- _TASK OBJECTIVE_
Copy the listing below with each "marker" changed to "dot", keeping every other character the same.

# RECORDS FOR THE EXERCISE start

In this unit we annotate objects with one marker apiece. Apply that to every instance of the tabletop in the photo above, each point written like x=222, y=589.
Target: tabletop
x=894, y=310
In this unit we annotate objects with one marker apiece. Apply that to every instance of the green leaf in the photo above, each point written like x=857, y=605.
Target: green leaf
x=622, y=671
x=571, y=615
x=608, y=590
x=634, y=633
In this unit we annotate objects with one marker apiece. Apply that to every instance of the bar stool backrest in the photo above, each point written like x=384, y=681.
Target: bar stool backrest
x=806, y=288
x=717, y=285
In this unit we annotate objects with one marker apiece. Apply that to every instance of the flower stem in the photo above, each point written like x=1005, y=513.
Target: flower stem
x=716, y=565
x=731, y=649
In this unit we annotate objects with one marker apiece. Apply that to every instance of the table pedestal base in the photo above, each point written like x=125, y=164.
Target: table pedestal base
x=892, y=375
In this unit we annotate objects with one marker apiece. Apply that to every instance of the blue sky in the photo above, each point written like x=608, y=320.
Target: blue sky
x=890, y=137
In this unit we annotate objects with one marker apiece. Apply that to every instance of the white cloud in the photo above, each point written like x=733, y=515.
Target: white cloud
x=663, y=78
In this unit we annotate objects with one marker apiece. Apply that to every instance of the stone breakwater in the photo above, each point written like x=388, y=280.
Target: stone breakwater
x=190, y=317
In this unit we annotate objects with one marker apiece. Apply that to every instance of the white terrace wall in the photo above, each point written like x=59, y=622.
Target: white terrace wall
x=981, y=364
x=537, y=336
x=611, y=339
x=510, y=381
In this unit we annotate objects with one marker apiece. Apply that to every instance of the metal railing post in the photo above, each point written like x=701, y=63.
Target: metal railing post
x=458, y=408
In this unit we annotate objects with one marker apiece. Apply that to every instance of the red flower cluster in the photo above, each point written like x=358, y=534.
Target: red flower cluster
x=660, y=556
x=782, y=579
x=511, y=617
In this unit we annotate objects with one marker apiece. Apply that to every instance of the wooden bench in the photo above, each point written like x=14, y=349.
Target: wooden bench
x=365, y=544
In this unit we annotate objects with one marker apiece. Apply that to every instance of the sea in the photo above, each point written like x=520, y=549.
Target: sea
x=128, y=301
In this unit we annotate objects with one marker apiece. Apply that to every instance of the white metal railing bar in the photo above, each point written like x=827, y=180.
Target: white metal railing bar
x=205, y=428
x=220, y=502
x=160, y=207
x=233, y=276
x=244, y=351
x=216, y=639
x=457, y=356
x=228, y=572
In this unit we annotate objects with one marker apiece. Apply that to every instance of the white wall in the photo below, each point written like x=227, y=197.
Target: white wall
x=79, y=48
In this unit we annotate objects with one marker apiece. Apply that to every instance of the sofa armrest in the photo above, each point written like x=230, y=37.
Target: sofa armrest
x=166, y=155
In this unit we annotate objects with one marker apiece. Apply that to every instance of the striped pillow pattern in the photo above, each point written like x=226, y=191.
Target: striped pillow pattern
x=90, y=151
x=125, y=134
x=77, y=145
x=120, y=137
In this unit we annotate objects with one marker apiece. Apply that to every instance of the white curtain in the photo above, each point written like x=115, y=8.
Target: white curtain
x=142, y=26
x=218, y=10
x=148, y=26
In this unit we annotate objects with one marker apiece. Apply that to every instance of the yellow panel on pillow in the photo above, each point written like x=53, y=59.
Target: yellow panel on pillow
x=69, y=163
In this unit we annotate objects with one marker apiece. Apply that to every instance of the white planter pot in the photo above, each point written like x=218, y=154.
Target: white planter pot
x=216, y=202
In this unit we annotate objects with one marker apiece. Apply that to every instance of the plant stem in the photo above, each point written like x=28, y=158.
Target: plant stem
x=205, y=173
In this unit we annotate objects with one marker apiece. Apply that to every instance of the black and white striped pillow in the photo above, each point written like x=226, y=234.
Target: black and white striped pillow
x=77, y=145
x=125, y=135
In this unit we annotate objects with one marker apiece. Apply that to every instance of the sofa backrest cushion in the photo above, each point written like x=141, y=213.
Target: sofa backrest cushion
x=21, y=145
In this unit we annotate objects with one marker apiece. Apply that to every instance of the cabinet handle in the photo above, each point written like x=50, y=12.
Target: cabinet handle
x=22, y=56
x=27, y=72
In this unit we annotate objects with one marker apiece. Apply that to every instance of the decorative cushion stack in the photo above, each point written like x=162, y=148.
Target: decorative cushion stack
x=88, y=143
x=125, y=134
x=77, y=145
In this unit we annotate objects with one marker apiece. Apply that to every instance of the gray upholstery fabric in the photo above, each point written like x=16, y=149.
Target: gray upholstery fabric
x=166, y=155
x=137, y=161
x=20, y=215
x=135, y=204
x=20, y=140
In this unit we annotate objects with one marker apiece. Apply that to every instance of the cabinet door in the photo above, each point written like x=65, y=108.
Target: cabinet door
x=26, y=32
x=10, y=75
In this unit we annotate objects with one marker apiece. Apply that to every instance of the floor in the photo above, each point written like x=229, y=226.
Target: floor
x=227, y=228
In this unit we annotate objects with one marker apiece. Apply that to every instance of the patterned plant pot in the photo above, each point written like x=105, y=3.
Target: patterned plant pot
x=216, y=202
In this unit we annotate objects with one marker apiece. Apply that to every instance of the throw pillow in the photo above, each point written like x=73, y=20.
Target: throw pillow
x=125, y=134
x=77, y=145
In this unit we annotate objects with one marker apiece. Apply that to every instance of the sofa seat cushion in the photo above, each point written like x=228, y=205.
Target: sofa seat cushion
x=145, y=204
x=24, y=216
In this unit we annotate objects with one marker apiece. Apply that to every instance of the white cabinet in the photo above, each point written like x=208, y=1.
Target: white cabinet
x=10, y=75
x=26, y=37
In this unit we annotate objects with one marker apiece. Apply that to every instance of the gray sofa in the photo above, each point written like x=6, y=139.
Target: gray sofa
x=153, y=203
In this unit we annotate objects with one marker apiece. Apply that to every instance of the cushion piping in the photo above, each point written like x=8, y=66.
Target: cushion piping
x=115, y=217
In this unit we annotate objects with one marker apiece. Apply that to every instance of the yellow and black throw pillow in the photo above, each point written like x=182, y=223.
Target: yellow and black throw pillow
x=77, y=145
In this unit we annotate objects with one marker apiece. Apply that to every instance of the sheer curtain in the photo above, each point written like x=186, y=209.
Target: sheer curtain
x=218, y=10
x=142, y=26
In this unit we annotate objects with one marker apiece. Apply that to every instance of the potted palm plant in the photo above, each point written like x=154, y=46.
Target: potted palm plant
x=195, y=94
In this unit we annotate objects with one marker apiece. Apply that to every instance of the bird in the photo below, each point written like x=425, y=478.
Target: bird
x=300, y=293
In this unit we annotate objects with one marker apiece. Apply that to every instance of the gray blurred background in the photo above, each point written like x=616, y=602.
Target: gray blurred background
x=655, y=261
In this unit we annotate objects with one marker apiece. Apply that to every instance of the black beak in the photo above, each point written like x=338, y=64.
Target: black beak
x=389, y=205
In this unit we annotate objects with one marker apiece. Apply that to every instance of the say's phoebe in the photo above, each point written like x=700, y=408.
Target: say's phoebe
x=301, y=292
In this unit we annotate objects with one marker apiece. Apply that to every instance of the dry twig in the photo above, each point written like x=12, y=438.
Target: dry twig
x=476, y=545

# RECORDS FOR THE EXERCISE end

- _EXERCISE OUTPUT_
In this unit we annotate objects with one dot apiece. Apply that to every instance of the tabletop in the photo above, each point written like x=222, y=589.
Target: tabletop
x=894, y=310
In this unit we annotate objects with one dot apiece. Apply that to every instance of the green leaf in the photo above, each point written like x=857, y=605.
Target: green leaf
x=622, y=671
x=571, y=615
x=608, y=590
x=634, y=633
In this unit we annotate objects with one dot apiece. Apply that to every instance of the bar stool backrest in the photo above, each point written like x=384, y=681.
Target: bar stool backrest
x=806, y=288
x=717, y=285
In this unit we annotate objects with one dot apiece. Apply that to every instance of the flower stem in the photo above, each point written like x=1005, y=513.
Target: flower stem
x=716, y=565
x=731, y=649
In this unit we annotate objects with one dot apiece. Apply that to every instance of the table pedestal base in the photo above, each point written like x=125, y=164.
Target: table pedestal base
x=892, y=375
In this unit we annotate objects with one dot apiece. Apply that to every instance of the blue sky in the photo above, each point written like x=608, y=320.
Target: blue sky
x=890, y=137
In this unit we annotate objects with one dot apiece. Apply that to every instance of the white cloud in the photo above, each point written like x=733, y=515.
Target: white cloud
x=663, y=78
In this unit we annotate objects with one dot apiece. Apply that to every instance of the stone breakwater in the photo above, each point written like x=388, y=280.
Target: stone breakwater
x=190, y=317
In this unit we annotate objects with one dot apiece. Apply that to every instance of the white terrace wall in the photo above, each point written like x=59, y=622.
Target: white terrace wall
x=981, y=364
x=537, y=336
x=611, y=339
x=510, y=381
In this unit we annotate objects with one dot apiece. Apply that to every instance of the metal railing post in the photo above, each point written like x=701, y=63.
Target: metal railing post
x=458, y=408
In this unit we annotate objects with one dot apiece. Apply that to every instance of the red flower cluster in the photo above, each point written like x=358, y=534.
Target: red flower cluster
x=660, y=556
x=782, y=579
x=511, y=617
In this unit we annotate objects with one dot apiece. Apply that to every instance of the wooden bench in the photo above, each point written like x=14, y=349.
Target: wooden bench
x=365, y=544
In this unit we annotate objects with one dot apiece. Apply that to every instance of the sea in the photo above, each point written like x=520, y=549.
Target: sea
x=128, y=301
In this unit we annotate objects with one dot apiece. Apply that to every instance of the white metal railing bar in the photo above, each point written like x=827, y=180.
Target: white metal railing bar
x=205, y=428
x=220, y=502
x=160, y=207
x=233, y=276
x=244, y=351
x=216, y=639
x=457, y=356
x=228, y=572
In this unit we annotate objects with one dot apiece. Apply that to every instance of the white wall in the photo below, each point written like x=227, y=197.
Target: white wall
x=79, y=48
In this unit we annotate objects with one dot apiece. Apply that to every instance of the sofa armrest in the photo above, each point written like x=230, y=37.
Target: sofa armrest
x=166, y=155
In this unit we annotate objects with one dot apiece. Apply that to every instance of the striped pillow pattern in the photo above, each point written like x=226, y=191.
Target: striped pillow pattern
x=90, y=151
x=125, y=134
x=77, y=145
x=120, y=137
In this unit we annotate objects with one dot apiece. Apply that to every instance of the white curtain in the photo above, each point written like x=115, y=8.
Target: white curtain
x=142, y=26
x=218, y=10
x=148, y=26
In this unit we annotate objects with one dot apiece. Apply that to every instance of the yellow panel on pillow in the photo above, each point written like x=53, y=59.
Target: yellow panel on pillow
x=69, y=163
In this unit we annotate objects with one dot apiece. Apply that to every instance of the white planter pot in the photo above, each point written like x=218, y=154.
Target: white planter pot
x=216, y=202
In this unit we annotate objects with one dot apiece. Apply that to every instance of the plant stem in the photo above, each point written like x=28, y=158.
Target: plant stem
x=205, y=173
In this unit we annotate objects with one dot apiece. Apply that to every instance of the black and white striped pillow in the photo above, each point written like x=226, y=234.
Target: black and white striped pillow
x=77, y=145
x=125, y=135
In this unit we annotate objects with one dot apiece. Apply that to every instance of the sofa backrest cushion in the photo above, each point written like x=141, y=213.
Target: sofa backrest cushion
x=21, y=145
In this unit we annotate objects with one dot apiece. Apply that to every instance of the cabinet handle in the photo above, each point written like x=50, y=12.
Target: cabinet handle
x=22, y=56
x=27, y=72
In this unit we annotate objects with one dot apiece. Apply that to every instance of the decorative cushion stack in the photo above, each point written like x=162, y=148.
Target: decorative cushion stack
x=88, y=143
x=125, y=134
x=77, y=145
In this unit we annotate objects with one dot apiece. Apply that to every instance of the gray upholstery fabric in the photo above, each point written like x=16, y=149.
Target: gray upholstery fabric
x=166, y=155
x=137, y=161
x=20, y=215
x=135, y=204
x=20, y=140
In this unit we annotate objects with one dot apiece. Apply that to every instance of the cabinet door in the photo above, each point written like x=65, y=108.
Target: cabinet door
x=26, y=32
x=10, y=75
In this unit we annotate objects with one dot apiece. Apply that to every instance of the floor in the photo above, each point written like x=229, y=226.
Target: floor
x=227, y=228
In this unit we annotate objects with one dot apiece. Apply that to every instance of the patterned plant pot in the photo above, each point written like x=105, y=3.
Target: patterned plant pot
x=216, y=202
In this unit we annotate objects with one dot apiece. Apply that to every instance of the throw pillow in the photo above, each point written like x=73, y=20.
Target: throw pillow
x=125, y=134
x=77, y=145
In this unit we annotate objects with one dot apiece. Apply that to every instance of the sofa seat cushion in the photo above, each point written like x=228, y=205.
Target: sofa seat cushion
x=145, y=204
x=24, y=216
In this unit we annotate objects with one dot apiece. Apply that to every instance of the white cabinet in the photo above, each point written like x=208, y=1.
Target: white cabinet
x=10, y=75
x=26, y=37
In this unit we annotate objects with one dot apiece. Apply that to every instance of the gray sofa in the photo above, each point written like x=6, y=139.
Target: gray sofa
x=153, y=203
In this unit we annotate objects with one dot apiece. Apply that to every instance of the cushion piping in the photo above, each point written like x=8, y=66.
Target: cushion piping
x=115, y=217
In this unit we annotate objects with one dot apiece. Apply that to every instance of the yellow and black throw pillow in the photo above, each point written like x=182, y=223.
Target: yellow and black throw pillow
x=77, y=145
In this unit we annotate objects with one dot apiece. Apply that to every instance of the sheer curtain in the photo above, each point written like x=186, y=209.
Target: sheer curtain
x=218, y=10
x=142, y=26
In this unit we annotate objects with one dot apiece. Apply that to every instance of the potted palm plant in the photo above, each point written like x=154, y=46.
Target: potted palm plant
x=195, y=94
In this unit we annotate objects with one dot apiece. Apply that to every instance of the bird in the photo below, each point written like x=425, y=478.
Target: bird
x=300, y=293
In this unit we annotate objects with one dot apiece. Apply that to every instance of the gray blurred background in the photo above, each point written like x=616, y=602.
Target: gray blurred background
x=655, y=261
In this unit we annotate objects with one dot apiece. Apply that to every instance of the black beak in the photo above, each point written like x=338, y=64.
Target: black beak
x=389, y=205
In this unit we annotate objects with one dot apiece. Apply that to every instance of the say's phoebe in the photo above, each point written like x=700, y=408.
Target: say's phoebe
x=301, y=292
In this unit we annotate objects with one dot apiece. Apply that to every instance of the dry twig in the photo above, each point written like x=12, y=438.
Target: dry twig
x=476, y=545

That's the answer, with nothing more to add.